• Seitenauszug:
Ende der 70er Jahre entstand eine Welle von Horrorfilmen, die mit dem alten 'gothischen' Geist des Genres nicht mehr sonderlich viel zu tun hatten und von denen einige selbst nach heutigen Maßstäben ausgesprochen brutal wirken. Mit einer Art von nihilistischem Zorn ließen die "jungen Wilden" des amerikanischen Films kannibalistische Provinzfamilien, psychotische Serienmörder und Zombies aus den Gräbern auf ein Publikum los, das offensichtlich keinen Wert mehr auf subtile Spannungsdramaturgie oder kathartische Lösungen legte. Mit dem Erfolg von John Carpenters
Halloween aus dem Jahr 1978 etablierte sich das "Teenage Slasher Movie" als Subgenre und als ausgesprochen formelhafte Weise der Schreckenserzeugung: Ein scheinbar unbezwingbarer, stummer Mörder, der sich hinter einer Maske verbirgt, dezimiert eine Gruppe von Jugendlichen, wobei Sex&Drugs&Rock'n'Roll das Monster unweigerlich anziehen. Überleben können nur jene, die der Empfehlung der Moralapostel folgen: Say No! Erzeugt wird das Monster durch eine weit zurückliegende Schuld, einen Defekt im Familienroman. Auf den ersten Blick erscheint dieses beinahe ein Jahrzehnt lang erfolgreiche Subgenre als eine unerquickliche Mischung aus Leinwand-Sadismus und puritanischer Moral. Aber etwas genauer betrachtet findet man darin auch die Widerspiegelung von Ängsten und Erfahrungen einer Generation von Jugendlichen zwischen Vietnam und Woodstock, die sich ganz und gar allein gelassen fühlen musste. In der zweiten Hälfte des vorigen Jahrzehnts verschwand das Subgenre in den Niederungen des Trash-Movie oder tendierte, wie die
Nightmare-Filme um den Traummörder Freddy Krueger, zu ironischer Selbstreferenz. Skandal und Rezept dieser Filme hatten sich verbraucht, aber auch das Lebensgefühl der Jugendlichen hatte sich erneut verändert. Ihnen entsprach die Coolness eines Quentin Tarantino mehr, als der pathetische Nihilismus der (nun nicht mehr ganz so) jungen Wilden.

• Aufgabe 1: Gib bitte jede Zeile der Auflistung zurück, in der die Zeichenfolge "steam" vorkommt. Groß- und Kleinschreibung ist zu beachten.
Der Text über Horrorfilme und die Auflistung sind voneinander unabhängig.

• Extrahierte Einträge:
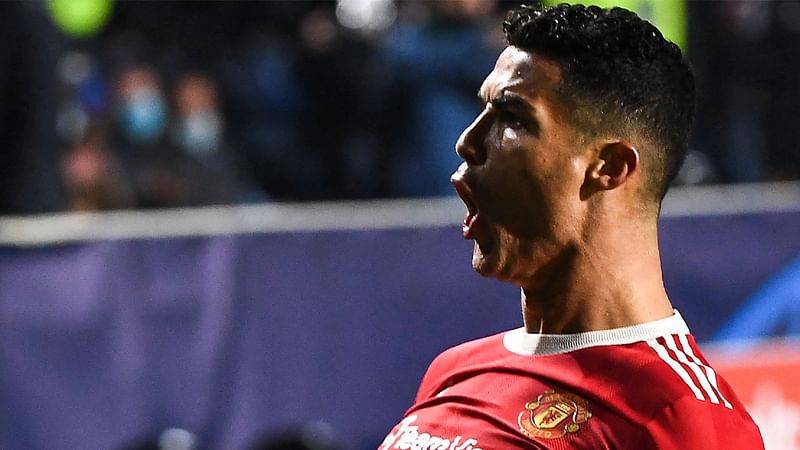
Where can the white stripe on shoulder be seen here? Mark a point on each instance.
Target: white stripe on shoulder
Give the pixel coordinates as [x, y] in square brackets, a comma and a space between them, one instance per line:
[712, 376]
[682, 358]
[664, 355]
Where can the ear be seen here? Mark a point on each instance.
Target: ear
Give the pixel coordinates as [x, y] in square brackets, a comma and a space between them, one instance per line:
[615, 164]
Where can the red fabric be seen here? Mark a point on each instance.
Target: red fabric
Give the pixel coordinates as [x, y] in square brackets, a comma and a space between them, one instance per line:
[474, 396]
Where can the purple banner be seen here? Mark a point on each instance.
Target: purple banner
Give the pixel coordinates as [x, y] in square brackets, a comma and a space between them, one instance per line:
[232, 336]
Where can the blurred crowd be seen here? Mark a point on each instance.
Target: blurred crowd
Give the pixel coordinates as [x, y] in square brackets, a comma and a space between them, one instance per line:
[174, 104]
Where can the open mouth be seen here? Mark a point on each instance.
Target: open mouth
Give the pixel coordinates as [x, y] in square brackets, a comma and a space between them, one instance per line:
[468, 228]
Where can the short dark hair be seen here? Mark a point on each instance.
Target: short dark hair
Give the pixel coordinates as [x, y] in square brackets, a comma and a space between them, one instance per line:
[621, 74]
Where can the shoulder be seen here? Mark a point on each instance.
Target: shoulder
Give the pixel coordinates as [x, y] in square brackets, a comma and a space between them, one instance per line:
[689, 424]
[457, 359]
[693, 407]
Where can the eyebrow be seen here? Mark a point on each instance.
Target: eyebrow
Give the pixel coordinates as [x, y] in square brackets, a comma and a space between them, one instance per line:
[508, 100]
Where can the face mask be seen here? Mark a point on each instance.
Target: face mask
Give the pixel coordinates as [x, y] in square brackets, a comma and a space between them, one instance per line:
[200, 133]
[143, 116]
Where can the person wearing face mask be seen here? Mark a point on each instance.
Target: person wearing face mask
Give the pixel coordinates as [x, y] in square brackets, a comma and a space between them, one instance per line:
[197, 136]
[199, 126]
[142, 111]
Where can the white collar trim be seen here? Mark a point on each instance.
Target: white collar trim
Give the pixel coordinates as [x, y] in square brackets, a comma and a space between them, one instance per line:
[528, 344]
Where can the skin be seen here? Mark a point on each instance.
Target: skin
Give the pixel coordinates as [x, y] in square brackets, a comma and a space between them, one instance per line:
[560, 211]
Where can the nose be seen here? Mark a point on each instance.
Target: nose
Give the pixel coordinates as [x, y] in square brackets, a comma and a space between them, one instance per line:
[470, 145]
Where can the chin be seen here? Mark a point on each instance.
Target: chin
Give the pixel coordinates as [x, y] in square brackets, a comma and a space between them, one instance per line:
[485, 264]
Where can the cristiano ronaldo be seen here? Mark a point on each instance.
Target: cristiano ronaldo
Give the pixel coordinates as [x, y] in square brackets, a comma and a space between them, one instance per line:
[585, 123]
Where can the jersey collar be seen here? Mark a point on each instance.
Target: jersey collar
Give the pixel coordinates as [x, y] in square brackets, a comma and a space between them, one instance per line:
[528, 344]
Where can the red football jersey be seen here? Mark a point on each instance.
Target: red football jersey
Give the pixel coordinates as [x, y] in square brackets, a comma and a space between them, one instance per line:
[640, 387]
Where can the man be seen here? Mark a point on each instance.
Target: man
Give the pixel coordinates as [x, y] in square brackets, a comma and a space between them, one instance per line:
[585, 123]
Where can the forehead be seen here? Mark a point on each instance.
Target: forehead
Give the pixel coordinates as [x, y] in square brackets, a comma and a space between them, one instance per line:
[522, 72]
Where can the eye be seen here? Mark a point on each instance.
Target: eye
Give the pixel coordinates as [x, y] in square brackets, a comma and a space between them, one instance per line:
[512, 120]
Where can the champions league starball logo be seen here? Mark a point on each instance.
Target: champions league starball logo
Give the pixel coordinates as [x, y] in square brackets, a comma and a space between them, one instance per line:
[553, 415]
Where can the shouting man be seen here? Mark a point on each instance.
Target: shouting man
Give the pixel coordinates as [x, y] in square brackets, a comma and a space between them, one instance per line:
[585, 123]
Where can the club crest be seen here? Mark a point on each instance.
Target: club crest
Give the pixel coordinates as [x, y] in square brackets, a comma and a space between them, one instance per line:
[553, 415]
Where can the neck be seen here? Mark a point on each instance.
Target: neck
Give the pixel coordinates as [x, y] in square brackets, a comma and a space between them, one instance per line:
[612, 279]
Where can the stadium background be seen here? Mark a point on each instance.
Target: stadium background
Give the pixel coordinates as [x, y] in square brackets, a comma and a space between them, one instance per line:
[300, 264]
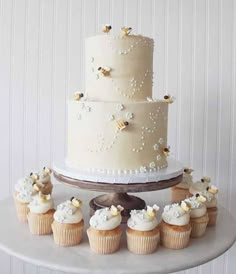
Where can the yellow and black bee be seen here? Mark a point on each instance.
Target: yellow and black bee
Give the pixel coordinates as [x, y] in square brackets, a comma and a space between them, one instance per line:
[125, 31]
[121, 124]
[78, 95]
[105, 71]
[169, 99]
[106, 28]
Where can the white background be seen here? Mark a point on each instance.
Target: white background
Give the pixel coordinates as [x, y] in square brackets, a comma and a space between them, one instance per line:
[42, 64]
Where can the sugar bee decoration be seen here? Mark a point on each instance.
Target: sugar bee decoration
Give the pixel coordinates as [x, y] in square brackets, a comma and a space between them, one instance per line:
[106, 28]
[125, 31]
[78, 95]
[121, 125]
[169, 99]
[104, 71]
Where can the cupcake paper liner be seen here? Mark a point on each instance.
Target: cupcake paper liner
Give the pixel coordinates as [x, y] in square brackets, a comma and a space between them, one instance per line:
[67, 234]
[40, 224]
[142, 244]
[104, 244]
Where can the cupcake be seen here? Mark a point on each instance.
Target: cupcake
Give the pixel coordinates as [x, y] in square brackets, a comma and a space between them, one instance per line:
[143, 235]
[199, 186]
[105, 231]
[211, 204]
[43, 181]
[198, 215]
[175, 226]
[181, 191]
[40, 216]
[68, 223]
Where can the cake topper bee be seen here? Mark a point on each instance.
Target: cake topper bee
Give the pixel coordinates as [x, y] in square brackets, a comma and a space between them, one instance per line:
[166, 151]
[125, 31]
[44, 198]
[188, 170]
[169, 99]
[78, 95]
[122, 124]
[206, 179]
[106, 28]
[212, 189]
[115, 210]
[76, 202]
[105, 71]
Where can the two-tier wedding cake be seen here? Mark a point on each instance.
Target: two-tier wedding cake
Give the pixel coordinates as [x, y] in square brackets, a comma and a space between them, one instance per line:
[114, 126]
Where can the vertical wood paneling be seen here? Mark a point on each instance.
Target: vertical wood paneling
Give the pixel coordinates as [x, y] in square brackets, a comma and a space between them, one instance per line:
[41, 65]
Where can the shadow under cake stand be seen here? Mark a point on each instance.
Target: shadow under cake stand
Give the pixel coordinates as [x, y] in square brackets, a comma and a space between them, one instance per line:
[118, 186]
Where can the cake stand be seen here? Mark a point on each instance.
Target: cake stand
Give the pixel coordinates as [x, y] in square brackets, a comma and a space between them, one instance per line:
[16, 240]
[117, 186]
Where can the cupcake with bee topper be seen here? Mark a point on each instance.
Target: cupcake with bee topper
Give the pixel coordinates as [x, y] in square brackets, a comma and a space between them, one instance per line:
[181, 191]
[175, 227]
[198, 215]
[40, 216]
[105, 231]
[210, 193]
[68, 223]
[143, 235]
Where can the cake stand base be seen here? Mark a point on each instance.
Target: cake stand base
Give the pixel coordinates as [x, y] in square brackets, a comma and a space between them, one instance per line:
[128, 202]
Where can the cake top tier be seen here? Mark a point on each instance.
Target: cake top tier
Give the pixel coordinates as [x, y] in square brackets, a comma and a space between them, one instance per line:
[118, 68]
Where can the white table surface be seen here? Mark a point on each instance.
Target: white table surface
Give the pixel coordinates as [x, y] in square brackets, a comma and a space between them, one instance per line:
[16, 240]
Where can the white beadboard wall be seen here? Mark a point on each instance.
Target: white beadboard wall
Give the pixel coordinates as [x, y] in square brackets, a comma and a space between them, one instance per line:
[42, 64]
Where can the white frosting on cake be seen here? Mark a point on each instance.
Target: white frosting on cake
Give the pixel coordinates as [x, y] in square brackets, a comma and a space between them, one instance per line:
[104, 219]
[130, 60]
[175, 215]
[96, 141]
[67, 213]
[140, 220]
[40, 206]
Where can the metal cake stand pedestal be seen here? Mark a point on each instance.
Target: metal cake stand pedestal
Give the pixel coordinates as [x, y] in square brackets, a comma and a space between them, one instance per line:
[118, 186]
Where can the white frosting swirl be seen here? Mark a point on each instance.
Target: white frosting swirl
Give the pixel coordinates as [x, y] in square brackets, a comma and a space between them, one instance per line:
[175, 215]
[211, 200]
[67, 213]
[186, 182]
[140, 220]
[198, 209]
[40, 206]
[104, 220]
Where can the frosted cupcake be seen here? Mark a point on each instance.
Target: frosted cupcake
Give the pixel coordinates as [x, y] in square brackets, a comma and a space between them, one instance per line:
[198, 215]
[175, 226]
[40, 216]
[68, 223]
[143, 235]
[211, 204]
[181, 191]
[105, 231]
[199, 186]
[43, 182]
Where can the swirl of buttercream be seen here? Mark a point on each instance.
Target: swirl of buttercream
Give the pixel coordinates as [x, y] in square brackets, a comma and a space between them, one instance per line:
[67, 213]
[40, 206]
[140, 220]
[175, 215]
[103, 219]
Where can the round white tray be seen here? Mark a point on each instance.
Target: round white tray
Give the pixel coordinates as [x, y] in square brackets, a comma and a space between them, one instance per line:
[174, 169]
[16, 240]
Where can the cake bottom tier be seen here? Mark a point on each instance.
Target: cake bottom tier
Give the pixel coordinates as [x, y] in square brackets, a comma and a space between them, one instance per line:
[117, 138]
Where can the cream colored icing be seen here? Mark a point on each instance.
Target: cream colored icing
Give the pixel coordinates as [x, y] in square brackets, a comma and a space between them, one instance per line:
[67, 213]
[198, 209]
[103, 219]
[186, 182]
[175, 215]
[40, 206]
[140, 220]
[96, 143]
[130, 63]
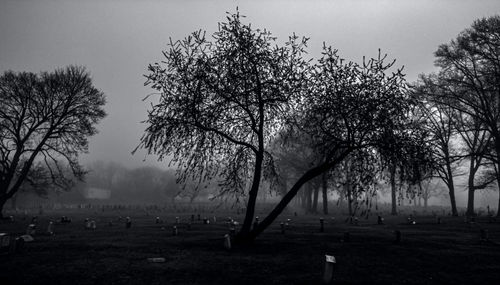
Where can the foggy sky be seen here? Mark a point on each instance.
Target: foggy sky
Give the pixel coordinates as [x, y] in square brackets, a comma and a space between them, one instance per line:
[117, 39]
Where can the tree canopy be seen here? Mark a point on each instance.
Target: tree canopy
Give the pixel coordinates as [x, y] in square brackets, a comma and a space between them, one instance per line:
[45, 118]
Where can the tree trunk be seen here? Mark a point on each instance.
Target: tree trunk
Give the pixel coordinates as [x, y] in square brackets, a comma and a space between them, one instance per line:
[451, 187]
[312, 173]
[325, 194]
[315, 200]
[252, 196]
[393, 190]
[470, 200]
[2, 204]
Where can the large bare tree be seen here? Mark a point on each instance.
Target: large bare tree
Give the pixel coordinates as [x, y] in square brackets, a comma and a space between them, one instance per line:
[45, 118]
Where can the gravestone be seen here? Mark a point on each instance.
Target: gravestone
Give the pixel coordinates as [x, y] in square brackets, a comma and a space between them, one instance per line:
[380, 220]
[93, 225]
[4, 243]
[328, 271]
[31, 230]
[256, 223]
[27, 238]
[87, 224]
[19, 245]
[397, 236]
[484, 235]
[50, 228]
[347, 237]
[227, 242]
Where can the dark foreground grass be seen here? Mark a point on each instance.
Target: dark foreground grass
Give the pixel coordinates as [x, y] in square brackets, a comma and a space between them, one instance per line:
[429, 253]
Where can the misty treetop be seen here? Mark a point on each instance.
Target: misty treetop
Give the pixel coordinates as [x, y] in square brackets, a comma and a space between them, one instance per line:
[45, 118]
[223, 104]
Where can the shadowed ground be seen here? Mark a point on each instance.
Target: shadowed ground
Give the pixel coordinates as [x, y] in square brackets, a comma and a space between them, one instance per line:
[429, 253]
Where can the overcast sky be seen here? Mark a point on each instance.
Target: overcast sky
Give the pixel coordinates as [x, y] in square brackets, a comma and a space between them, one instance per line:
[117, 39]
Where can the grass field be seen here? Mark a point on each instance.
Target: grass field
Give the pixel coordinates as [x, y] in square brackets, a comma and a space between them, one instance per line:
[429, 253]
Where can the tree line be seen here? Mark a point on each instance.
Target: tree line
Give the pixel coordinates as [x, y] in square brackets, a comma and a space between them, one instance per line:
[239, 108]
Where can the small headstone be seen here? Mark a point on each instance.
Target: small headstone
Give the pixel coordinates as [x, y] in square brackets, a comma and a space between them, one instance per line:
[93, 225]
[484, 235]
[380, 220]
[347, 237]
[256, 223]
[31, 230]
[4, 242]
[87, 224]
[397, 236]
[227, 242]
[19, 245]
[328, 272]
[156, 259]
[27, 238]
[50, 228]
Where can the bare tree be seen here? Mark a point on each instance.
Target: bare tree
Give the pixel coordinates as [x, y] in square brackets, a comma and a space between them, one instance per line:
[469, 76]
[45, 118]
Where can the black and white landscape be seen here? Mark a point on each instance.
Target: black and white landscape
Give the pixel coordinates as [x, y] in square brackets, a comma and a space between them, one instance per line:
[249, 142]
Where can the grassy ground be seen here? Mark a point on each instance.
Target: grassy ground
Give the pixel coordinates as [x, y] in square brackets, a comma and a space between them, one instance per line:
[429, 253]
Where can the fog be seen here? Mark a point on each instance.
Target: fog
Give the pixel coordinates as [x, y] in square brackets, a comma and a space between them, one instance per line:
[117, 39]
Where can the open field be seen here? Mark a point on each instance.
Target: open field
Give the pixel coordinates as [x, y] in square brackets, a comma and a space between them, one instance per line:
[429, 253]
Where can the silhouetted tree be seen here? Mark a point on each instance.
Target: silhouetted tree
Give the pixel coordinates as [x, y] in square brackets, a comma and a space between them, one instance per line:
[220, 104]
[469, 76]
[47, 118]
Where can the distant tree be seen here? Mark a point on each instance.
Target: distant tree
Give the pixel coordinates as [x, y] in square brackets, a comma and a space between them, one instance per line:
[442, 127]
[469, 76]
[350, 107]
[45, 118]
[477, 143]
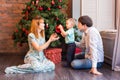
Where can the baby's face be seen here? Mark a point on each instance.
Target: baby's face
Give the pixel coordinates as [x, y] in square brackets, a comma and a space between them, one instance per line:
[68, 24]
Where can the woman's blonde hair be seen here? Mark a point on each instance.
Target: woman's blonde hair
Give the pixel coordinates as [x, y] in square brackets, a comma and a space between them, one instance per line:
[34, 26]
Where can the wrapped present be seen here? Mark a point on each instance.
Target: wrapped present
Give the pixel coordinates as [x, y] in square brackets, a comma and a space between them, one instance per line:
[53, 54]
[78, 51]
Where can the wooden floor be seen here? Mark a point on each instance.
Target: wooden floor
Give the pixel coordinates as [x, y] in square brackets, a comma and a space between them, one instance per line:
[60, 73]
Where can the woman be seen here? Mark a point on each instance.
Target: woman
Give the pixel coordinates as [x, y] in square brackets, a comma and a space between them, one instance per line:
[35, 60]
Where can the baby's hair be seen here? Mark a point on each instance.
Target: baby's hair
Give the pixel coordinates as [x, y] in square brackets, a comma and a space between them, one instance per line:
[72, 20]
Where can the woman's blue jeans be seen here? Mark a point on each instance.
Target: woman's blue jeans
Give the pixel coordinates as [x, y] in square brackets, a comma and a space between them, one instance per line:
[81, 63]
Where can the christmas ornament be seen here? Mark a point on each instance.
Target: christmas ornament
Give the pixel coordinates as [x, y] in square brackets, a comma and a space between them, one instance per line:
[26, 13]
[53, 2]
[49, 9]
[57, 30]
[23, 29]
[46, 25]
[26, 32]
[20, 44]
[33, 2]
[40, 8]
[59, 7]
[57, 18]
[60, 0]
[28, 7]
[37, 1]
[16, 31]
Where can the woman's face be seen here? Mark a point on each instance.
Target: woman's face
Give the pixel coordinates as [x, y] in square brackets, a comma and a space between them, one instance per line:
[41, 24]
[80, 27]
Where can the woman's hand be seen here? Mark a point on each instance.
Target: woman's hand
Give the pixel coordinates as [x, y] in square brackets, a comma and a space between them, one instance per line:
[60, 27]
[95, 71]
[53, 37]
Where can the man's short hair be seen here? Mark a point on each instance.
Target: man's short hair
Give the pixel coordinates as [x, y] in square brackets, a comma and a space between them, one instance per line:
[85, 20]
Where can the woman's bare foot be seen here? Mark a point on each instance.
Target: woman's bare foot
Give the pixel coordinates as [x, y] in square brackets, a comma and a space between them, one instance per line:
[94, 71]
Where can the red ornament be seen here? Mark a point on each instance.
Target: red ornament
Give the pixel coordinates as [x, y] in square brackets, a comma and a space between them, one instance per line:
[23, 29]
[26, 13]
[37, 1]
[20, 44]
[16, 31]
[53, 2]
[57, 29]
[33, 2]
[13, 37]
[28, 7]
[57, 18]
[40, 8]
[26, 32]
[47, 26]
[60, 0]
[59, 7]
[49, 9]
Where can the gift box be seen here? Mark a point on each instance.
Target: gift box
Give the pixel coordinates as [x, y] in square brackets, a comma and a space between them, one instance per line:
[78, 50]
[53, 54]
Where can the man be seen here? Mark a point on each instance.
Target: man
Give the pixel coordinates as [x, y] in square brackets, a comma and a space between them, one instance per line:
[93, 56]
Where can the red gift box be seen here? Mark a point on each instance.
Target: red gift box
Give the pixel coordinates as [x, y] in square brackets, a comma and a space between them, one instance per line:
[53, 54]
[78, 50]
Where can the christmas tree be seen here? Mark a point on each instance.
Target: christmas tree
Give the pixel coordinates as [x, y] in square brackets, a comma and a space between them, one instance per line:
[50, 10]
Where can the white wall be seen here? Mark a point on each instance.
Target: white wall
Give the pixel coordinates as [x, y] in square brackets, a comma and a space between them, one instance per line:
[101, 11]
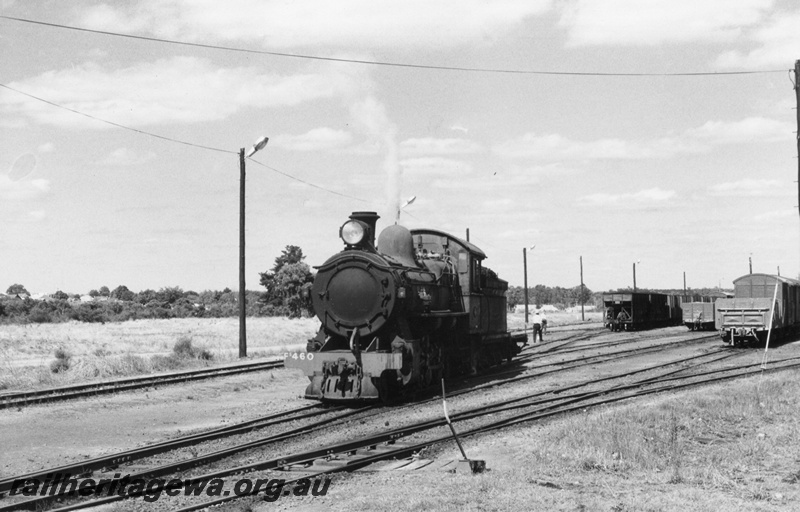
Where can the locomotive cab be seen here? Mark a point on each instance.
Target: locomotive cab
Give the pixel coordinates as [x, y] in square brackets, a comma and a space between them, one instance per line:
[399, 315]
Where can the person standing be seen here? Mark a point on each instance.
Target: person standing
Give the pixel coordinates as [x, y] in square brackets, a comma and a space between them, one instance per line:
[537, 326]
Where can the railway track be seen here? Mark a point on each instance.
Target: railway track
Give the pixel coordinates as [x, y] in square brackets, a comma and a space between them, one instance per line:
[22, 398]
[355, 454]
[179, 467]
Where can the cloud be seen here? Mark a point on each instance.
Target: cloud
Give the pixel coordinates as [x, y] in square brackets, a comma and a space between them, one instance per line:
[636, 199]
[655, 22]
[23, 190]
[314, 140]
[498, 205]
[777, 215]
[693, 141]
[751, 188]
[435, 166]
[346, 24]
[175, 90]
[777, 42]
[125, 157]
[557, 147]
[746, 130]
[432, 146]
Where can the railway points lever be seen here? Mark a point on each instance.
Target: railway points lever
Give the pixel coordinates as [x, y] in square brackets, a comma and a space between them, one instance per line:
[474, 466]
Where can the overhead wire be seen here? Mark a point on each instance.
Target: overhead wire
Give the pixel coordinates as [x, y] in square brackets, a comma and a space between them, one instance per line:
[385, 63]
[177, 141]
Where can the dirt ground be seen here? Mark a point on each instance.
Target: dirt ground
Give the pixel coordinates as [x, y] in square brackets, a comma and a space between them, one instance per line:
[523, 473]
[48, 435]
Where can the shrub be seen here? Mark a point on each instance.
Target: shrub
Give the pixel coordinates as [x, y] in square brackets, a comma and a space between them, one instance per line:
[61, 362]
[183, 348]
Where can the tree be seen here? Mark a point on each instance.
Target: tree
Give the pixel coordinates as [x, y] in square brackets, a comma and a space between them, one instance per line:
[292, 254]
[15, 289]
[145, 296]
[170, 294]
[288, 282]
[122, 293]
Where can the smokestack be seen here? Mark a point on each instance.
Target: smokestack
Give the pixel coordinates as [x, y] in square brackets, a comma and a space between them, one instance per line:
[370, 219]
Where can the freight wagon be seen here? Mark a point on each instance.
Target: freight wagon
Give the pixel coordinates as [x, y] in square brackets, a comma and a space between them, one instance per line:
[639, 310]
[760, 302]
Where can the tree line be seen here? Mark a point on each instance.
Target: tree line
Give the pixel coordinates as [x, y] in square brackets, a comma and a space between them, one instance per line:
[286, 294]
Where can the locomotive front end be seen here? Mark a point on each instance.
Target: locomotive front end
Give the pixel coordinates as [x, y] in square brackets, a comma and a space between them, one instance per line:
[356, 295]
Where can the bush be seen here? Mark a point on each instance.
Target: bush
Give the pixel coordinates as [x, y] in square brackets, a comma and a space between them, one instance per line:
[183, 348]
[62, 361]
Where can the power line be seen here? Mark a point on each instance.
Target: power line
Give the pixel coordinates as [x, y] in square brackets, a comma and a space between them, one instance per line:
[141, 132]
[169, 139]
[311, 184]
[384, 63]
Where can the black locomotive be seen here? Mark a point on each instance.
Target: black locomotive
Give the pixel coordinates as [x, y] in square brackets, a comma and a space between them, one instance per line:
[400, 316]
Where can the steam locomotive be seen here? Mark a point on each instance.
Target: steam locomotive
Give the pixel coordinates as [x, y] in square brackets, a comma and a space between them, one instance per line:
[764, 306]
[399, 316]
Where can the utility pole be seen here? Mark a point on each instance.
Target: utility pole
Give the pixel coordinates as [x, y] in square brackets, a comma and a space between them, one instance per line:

• Aufgabe 2: Nenne alle Schreckgestalten, die die „jungen Wilden“ laut dem Text über Horrorfilme auf das Publikum loslassen.

• Lösung 1:
Where can the steam locomotive be seen here? Mark a point on each instance.
Target: steam locomotive

• Lösung 2: kannibalistische Provinzfamilien, psychotische Serienmörder, Zombies aus den Gräbern